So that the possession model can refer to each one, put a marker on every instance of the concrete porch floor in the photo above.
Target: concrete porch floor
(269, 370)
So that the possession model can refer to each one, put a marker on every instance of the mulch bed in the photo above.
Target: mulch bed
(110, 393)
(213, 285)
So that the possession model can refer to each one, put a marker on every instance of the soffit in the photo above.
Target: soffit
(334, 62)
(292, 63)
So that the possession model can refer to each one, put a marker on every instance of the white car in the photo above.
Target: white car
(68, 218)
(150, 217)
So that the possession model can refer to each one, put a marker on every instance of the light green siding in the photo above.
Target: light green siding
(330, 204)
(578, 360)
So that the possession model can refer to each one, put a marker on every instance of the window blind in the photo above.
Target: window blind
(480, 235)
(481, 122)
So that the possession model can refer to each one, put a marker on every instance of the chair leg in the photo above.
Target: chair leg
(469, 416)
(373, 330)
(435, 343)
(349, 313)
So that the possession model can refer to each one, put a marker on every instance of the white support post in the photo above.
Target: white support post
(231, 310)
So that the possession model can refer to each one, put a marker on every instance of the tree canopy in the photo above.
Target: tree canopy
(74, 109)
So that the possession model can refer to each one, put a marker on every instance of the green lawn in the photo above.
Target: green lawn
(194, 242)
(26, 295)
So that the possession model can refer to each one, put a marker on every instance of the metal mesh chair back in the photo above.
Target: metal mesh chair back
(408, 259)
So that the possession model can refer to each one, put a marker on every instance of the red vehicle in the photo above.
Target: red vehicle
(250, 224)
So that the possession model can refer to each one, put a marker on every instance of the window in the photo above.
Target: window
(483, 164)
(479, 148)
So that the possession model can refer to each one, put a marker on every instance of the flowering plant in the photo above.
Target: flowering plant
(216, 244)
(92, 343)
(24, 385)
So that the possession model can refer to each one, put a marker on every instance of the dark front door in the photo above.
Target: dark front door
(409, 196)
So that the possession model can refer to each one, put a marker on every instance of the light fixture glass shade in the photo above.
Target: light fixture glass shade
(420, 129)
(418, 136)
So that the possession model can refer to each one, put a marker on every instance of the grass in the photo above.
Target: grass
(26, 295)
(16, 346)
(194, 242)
◇ ◇ ◇ ◇
SET PROBLEM :: Repeat, character for character, the lines from the one that holds "canopy in the photo above." to the final line of the material, inclusive, and no other lines.

FINISHED TASK ::
So that the possession model can refer to each one, put a marker on every instance of the tree canopy in the photo above.
Target: tree canopy
(74, 109)
So that the possession model can refer to each one, put a marker on every instance of the green lawn in the photo above.
Target: green lawn
(194, 242)
(26, 295)
So that the possession model can refer to each one, put a marker on every instance of the metal mesh chair back in the photo above.
Target: metal mesh chair back
(408, 259)
So that the possession model can refer to each one, put a marker on every instance of the red vehicle in the photo above.
Target: red vehicle
(250, 224)
So that the possession model can refer to each one, put a marker on every instance of the window in the photo above.
Target: window
(483, 164)
(479, 148)
So that the possession model can refer to each one, put a marker on every instance of the flowering plant in the photo above.
Target: flowering plant
(216, 244)
(92, 343)
(24, 385)
So that the possession model can refer to each one, put a marker on every instance of the dark front door in the photo above.
Target: dark front door
(409, 196)
So that the possession model can refer to each one, put a marker on every instance of the light fixture glass shade in the photo above.
Target: light fixture glass shade
(420, 129)
(418, 136)
So that the possession model can refer to each one, put a marker on every instance of the grass in the photo above.
Target: grass
(26, 295)
(16, 346)
(194, 242)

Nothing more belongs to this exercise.